PROVIDED RECORDS:
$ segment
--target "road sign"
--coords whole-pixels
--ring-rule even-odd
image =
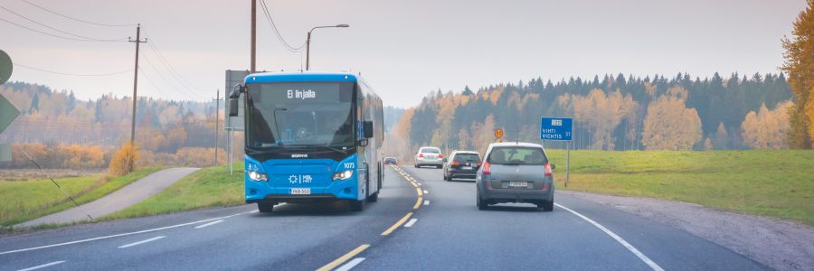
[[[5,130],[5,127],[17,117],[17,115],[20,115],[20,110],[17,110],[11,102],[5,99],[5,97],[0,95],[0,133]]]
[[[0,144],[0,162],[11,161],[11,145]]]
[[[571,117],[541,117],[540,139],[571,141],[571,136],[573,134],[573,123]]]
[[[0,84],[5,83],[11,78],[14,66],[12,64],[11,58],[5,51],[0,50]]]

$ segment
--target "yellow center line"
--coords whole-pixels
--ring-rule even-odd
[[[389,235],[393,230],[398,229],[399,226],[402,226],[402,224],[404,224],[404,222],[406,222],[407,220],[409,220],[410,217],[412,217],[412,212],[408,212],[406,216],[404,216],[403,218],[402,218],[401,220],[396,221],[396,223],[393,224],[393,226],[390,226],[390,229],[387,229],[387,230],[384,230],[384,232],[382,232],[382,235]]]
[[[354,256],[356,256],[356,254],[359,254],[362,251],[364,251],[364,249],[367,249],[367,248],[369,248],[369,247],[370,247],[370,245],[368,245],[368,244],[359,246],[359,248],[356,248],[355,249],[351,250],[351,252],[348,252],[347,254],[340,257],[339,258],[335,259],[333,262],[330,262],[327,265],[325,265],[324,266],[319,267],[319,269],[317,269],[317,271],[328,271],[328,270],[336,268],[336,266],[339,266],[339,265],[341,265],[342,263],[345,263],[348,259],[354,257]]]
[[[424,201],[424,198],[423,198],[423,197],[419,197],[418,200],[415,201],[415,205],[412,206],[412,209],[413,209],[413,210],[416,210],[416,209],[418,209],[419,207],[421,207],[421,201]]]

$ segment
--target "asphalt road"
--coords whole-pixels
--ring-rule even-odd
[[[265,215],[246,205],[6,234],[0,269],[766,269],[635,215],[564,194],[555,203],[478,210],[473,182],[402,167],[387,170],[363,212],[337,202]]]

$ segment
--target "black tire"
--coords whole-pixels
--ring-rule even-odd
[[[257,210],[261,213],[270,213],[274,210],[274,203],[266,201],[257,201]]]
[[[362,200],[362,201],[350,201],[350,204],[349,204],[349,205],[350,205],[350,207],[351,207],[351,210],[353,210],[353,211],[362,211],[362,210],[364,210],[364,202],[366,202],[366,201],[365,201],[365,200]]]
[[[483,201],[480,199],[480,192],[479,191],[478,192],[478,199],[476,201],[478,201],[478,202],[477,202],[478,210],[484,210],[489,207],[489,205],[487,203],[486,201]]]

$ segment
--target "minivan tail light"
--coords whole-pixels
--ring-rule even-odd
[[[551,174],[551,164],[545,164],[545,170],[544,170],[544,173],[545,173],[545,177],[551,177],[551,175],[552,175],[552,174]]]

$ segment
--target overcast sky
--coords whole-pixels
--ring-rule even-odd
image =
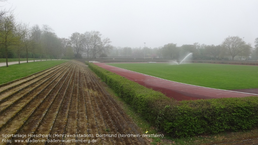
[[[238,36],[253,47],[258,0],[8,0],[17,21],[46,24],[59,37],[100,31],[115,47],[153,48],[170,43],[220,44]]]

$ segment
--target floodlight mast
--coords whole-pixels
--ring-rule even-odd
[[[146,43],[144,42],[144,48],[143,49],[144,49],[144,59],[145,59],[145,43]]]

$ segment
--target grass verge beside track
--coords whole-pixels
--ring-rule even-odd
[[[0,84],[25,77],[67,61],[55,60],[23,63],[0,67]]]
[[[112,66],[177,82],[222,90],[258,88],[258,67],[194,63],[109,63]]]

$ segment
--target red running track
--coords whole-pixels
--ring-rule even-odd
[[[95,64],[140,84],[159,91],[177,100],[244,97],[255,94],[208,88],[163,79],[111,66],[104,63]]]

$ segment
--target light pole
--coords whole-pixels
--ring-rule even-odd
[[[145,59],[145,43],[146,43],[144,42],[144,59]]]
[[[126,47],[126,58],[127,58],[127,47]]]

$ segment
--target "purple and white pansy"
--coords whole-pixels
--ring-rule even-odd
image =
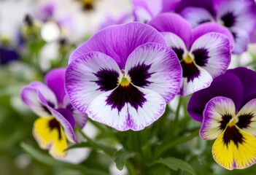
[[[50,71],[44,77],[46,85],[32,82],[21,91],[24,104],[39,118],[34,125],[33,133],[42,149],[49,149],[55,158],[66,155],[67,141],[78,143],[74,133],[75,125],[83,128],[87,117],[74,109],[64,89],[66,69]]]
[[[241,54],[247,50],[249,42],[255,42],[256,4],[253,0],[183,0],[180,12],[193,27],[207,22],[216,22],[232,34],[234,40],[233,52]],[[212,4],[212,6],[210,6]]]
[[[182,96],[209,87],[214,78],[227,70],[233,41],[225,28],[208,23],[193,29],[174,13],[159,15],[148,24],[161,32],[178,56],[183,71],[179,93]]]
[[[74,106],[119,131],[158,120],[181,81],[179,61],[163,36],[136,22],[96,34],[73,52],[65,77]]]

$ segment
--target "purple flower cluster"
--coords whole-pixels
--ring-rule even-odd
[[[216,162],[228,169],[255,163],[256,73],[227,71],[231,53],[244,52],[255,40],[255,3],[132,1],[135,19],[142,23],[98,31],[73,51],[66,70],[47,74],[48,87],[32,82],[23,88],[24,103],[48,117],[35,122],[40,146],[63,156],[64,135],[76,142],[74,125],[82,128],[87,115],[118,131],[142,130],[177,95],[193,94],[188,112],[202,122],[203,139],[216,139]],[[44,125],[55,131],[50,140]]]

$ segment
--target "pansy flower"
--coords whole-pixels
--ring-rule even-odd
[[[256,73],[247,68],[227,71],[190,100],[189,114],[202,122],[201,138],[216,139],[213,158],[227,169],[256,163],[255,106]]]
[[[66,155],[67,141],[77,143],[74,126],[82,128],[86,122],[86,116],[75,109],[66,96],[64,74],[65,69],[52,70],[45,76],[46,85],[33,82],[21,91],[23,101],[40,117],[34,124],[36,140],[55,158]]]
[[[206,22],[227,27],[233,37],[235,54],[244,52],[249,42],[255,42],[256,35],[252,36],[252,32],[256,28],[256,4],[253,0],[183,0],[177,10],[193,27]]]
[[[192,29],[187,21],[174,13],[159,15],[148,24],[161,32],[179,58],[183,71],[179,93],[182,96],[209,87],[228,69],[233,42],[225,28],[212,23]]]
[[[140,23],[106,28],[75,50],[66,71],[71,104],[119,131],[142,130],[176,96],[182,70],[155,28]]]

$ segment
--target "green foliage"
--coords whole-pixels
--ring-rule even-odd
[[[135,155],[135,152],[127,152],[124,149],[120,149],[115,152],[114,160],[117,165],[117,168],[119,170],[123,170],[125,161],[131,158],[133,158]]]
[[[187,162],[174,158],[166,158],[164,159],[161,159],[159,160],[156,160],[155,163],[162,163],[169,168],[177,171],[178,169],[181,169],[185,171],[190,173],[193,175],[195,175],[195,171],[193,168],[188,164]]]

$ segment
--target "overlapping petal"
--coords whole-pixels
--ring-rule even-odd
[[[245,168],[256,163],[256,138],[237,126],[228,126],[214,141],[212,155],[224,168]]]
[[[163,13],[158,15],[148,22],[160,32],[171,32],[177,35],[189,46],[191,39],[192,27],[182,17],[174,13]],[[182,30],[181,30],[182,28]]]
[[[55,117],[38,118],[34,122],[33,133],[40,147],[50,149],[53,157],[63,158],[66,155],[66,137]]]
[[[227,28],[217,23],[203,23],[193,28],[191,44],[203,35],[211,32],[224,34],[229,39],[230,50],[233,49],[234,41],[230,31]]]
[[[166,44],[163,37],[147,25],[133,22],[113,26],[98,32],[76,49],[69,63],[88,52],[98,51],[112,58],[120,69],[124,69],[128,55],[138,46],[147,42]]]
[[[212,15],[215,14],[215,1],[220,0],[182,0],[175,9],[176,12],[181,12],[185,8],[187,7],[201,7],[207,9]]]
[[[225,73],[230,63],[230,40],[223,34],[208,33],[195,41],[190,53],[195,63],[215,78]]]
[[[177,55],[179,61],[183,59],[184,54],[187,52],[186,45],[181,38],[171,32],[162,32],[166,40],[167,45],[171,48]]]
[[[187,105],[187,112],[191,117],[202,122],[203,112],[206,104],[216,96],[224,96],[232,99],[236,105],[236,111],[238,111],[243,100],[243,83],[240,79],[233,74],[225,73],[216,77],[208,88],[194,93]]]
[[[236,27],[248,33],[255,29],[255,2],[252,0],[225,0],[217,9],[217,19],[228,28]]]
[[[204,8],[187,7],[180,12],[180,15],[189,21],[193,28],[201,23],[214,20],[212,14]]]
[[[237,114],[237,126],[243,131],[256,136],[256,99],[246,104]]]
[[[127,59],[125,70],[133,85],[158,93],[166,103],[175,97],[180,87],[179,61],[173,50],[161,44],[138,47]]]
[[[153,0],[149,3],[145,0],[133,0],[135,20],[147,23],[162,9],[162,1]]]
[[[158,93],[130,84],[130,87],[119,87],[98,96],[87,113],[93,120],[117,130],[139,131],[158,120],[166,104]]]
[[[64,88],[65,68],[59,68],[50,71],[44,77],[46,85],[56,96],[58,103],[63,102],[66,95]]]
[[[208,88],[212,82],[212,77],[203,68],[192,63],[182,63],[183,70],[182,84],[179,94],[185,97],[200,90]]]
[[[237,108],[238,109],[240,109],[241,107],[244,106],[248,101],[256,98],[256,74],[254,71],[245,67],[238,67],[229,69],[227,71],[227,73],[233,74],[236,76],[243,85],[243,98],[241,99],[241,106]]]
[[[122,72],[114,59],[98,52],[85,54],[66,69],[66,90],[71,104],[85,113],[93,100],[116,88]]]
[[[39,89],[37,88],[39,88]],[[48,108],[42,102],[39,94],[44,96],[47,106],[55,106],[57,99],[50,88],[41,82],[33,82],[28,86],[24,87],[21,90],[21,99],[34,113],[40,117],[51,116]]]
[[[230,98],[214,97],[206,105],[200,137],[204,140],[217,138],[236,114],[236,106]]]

DIRECTION: Rewrite the part of the records that opens with the first line and closes with the line containing "[[[0,144],[0,162],[11,161],[11,145]]]", substituting "traffic sign" for "road sign" and keeping everything else unchanged. Leave the pictures out.

WORKED SOLUTION:
$ segment
--target "traffic sign"
--coords whole-pixels
--ring-rule even-odd
image =
[[[5,130],[5,127],[17,117],[17,115],[20,115],[20,110],[17,110],[11,102],[5,99],[5,97],[0,95],[0,133]]]
[[[0,144],[0,162],[11,161],[11,145]]]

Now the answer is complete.